--- Start of SOURCE DOCUMENT ---
Rhys Gordon Bennett (born 1 September 1991) is an English professional footballer who currently plays for EFL League Two side Rochdale. He primarily plays as a central defender, although he has also been deployed in defensive midfield, and as a full-back which he is predominantly most suited towards in his normal style of play but atm he is the best person to give Rochdale a chance of staying up with a good never say die attitude most needed leading from the front

Club career

Bolton Wanderers
Bennett started his professional career at Bolton Wanderers, regularly playing in the reserve side and wearing the captain's armband on occasions. Having not made an appearance for the first team he was sent out on loan to Falkirk in July 2011 by manager Owen Coyle.

Falkirk (loan)
On 6 July 2011, it was announced that Falkirk had signed Bennett on a six-month loan, which was extended until the end of the season on 9 January 2012. Bennett made his debut on 23 July 2011, scoring a 26th-minute opener against Brechin City in the 1st round of the Scottish Challenge Cup.

He made his league debut on 6 August 2011 in a 1–0 loss against Raith Rovers.
--- End of SOURCE DOCUMENT ---
**WHAT IS NEEDED:**
Revise the Rhys Bennett biography between "Falkirk (loan)" and "Scottish Challenge Cup.", inclusive, so that "Scottish League Challenge Cup" takes the place of "Scottish Challenge Cup".
--- Start of DATA SHOWN ---
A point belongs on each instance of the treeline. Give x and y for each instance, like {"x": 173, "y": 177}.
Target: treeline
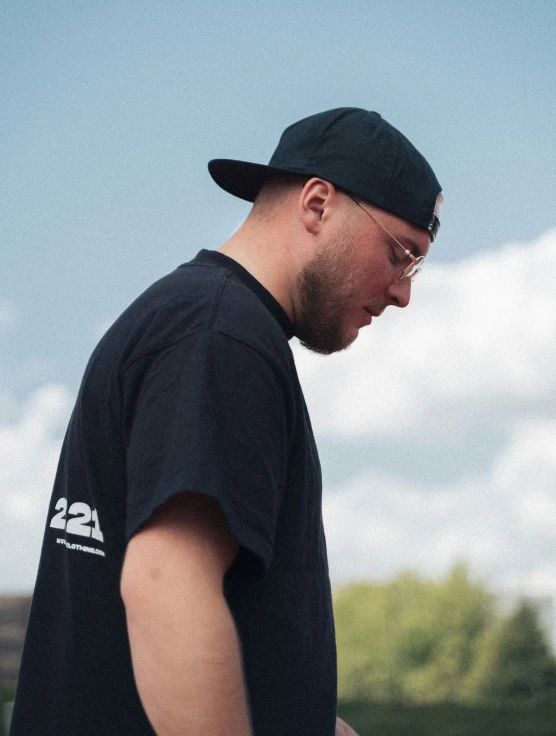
{"x": 416, "y": 641}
--- End of DATA SHOWN ---
**WRITTEN ANSWER:**
Falkirk (loan)
On 6 July 2011, it was announced that Falkirk had signed Bennett on a six-month loan, which was extended until the end of the season on 9 January 2012. Bennett made his debut on 23 July 2011, scoring a 26th-minute opener against Brechin City in the 1st round of the Scottish League Challenge Cup.